> _Text shown_

"""

The Reginald Stewart papers, 1911-1984, contain personal papers relating to Stewart’s extensive music career as a conductor, pianist, and administrator. Series 1 contains scrapbooks with newspaper and magazine clippings relating to Stewart’s performances, his teaching career, and his students. Series 2 contains various concert programs from Stewart’s performances along with correspondence. Series 3 includes photographs of Stewart with family and friends, and attending performances. Lastly, series 4 contains two 7-inch reel-to-reel tape copies of Stewart’s 1957 Peabody commencement address.


  • Creation: 1911-1984


Conditions Governing Access

The collection is open for use at the Peabody Archives. Contact for more information.

Conditions Governing Use

Single copies may be made for research purposes. Researchers are responsible for determining any copyright questions. It is not necessary to seek our permission as the owner of the physical work to publish or otherwise use public domain materials that we have made available for use, unless Johns Hopkins University holds the copyright. All requests for permission to publish or perform materials in this collection must be submitted in writing to the archivist of the Arthur Friedheim Library.

Biographical / Historical

Conductor and pianist Reginald Drysdale Stewart (1900-1984) began his musical life as a boy choir soloist at St. Mary’s Anglican Cathedral in Edinburgh, Scotland. One of Stewart’s first music instructors was his choirmaster at St. Mary’s, H.T. Collinson. Stewart moved to Toronto, Canada, in 1921. He later studied music in Paris with Nadia Boulanger and Isidor Philipp, as well as in England.

As a pianist, Stewart performed with the Hambourg Trio from 1921 to 1928, made his solo debut in London’s Wigmore Hall in 1924, and made his American debut in New York City’s Town Hall in 1937. He also made multiple appearances in Toronto from 1926 to 1928 with the Five Piano Ensemble. Stewart taught piano at the Canadian Academy of Music from 1921 to 1924, and from 1930 to 1940 he taught piano and conducting at the Toronto Conservatory of Music. He continued to tour as a piano soloist, making appearances with the London Symphony Orchestra, the New York Philharmonic, and the Chicago Symphony Orchestra. Stewart recorded works of Chabrier, Godowsky, Rubinstein, and Schumann for Victor in 1938, and recorded seven albums of solo piano works for Educo.

"""

(Contour annotation records)

"""

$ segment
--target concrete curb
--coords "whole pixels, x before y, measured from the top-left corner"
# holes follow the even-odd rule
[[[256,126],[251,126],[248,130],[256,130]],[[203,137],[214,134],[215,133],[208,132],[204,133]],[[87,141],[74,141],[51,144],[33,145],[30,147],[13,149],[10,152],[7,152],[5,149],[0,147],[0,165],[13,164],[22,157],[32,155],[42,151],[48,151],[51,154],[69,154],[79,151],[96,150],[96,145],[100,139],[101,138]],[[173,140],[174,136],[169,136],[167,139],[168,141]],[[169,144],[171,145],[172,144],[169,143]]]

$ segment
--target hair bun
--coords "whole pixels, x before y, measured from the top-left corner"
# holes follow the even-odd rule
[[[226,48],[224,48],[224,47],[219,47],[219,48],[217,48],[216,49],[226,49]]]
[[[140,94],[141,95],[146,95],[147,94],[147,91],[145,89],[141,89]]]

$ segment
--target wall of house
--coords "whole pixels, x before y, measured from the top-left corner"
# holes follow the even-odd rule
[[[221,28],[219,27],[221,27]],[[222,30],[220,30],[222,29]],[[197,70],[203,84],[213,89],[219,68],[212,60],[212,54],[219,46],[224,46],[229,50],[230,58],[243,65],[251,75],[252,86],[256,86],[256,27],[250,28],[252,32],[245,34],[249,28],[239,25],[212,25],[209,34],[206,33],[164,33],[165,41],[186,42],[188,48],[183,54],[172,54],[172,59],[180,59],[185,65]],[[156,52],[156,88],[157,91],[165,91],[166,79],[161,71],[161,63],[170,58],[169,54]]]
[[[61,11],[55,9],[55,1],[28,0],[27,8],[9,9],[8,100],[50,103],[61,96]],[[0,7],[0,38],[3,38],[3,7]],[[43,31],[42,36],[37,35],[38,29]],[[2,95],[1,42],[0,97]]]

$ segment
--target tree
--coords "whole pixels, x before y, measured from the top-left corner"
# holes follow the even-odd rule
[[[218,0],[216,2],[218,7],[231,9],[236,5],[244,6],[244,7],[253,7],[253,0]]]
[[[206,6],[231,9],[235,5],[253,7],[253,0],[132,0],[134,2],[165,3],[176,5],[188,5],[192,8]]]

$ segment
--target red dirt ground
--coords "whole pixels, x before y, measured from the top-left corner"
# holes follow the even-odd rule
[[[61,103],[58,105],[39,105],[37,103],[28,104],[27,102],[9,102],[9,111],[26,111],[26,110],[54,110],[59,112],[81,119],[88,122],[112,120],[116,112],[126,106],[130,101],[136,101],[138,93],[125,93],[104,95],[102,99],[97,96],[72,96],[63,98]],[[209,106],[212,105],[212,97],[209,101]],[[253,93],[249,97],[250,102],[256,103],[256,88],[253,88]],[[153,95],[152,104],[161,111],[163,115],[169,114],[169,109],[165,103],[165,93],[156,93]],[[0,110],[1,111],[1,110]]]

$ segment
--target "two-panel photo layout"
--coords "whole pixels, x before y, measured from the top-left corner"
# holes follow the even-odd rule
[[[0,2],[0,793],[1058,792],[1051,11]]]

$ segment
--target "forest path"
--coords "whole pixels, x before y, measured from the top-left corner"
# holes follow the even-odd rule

"""

> _Problem set_
**1)** Print the portion of the Reginald Stewart papers description starting with "Biographical / Historical" and going on through "as in England.".
**2)** According to the Reginald Stewart papers description, where did Stewart make his solo debut in 1924?
You won't need the records for this work.

> _Responses per task_
**1)**
Biographical / Historical

Conductor and pianist Reginald Drysdale Stewart (1900-1984) began his musical life as a boy choir soloist at St. Mary’s Anglican Cathedral in Edinburgh, Scotland. One of Stewart’s first music instructors was his choirmaster at St. Mary’s, H.T. Collinson. Stewart moved to Toronto, Canada, in 1921. He later studied music in Paris with Nadia Boulanger and Isidor Philipp, as well as in England.

**2)** In London's Wigmore Hall.